Start of DATA SUPPLIED

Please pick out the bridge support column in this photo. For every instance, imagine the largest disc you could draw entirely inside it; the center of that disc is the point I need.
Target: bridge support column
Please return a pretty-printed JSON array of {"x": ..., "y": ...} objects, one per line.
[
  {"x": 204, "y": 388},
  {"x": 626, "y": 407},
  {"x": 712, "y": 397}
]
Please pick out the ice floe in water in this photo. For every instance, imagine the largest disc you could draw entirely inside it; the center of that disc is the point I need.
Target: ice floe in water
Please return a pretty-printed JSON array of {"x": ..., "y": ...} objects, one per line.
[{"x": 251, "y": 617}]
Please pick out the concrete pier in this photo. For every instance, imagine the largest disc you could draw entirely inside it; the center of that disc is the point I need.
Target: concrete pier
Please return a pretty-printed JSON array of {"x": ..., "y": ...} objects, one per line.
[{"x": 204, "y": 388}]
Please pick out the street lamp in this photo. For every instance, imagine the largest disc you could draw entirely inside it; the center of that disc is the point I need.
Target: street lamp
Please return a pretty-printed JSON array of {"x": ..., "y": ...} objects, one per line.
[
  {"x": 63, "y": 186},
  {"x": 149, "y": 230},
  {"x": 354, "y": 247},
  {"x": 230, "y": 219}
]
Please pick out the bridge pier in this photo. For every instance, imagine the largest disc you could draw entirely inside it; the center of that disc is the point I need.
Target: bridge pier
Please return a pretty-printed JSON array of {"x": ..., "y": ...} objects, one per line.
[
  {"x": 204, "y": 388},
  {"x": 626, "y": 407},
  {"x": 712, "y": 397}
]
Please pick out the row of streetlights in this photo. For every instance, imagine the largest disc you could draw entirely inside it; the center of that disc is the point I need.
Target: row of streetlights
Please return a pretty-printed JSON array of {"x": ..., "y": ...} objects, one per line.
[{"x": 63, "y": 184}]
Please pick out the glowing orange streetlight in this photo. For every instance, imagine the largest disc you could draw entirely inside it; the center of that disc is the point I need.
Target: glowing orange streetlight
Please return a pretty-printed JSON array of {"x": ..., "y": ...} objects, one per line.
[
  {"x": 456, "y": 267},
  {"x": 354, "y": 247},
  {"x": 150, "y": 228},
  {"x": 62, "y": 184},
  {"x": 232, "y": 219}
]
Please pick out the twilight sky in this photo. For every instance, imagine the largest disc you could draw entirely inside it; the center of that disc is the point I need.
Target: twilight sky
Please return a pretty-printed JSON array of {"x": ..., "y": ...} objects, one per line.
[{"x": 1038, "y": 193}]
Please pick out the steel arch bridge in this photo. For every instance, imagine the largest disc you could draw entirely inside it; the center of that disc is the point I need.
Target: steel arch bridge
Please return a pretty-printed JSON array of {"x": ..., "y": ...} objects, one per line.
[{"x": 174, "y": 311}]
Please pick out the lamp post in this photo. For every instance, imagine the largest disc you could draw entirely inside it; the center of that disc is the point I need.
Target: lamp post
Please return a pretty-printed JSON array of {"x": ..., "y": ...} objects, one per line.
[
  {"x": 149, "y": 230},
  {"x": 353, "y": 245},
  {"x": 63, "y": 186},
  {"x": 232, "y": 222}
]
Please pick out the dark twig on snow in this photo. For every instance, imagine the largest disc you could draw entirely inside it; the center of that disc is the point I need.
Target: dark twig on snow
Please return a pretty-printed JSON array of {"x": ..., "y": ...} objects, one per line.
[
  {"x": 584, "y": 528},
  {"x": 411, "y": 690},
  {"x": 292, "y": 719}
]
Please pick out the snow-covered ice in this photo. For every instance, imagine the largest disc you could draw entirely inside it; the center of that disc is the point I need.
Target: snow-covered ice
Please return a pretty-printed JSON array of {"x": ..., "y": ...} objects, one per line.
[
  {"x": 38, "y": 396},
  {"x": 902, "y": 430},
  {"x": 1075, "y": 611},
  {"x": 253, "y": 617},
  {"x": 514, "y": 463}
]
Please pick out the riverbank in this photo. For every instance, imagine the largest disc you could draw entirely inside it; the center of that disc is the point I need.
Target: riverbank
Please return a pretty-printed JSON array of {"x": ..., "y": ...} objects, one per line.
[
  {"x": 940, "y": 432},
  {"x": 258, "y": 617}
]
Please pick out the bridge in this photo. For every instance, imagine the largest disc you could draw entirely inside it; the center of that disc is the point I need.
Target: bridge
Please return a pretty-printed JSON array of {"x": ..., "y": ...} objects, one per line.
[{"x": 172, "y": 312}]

End of DATA SUPPLIED

→ **TASK TO CARRY OUT**
The word to find is "water". Copy every line of the data that holds it.

→ **SOLUTION FOR THIS TASK**
Please pick out the ice floe in water in this photo. For every instance, imagine the largest disc you could draw entirely inside it; the center of that disc is the point I need.
Target: ice floe in water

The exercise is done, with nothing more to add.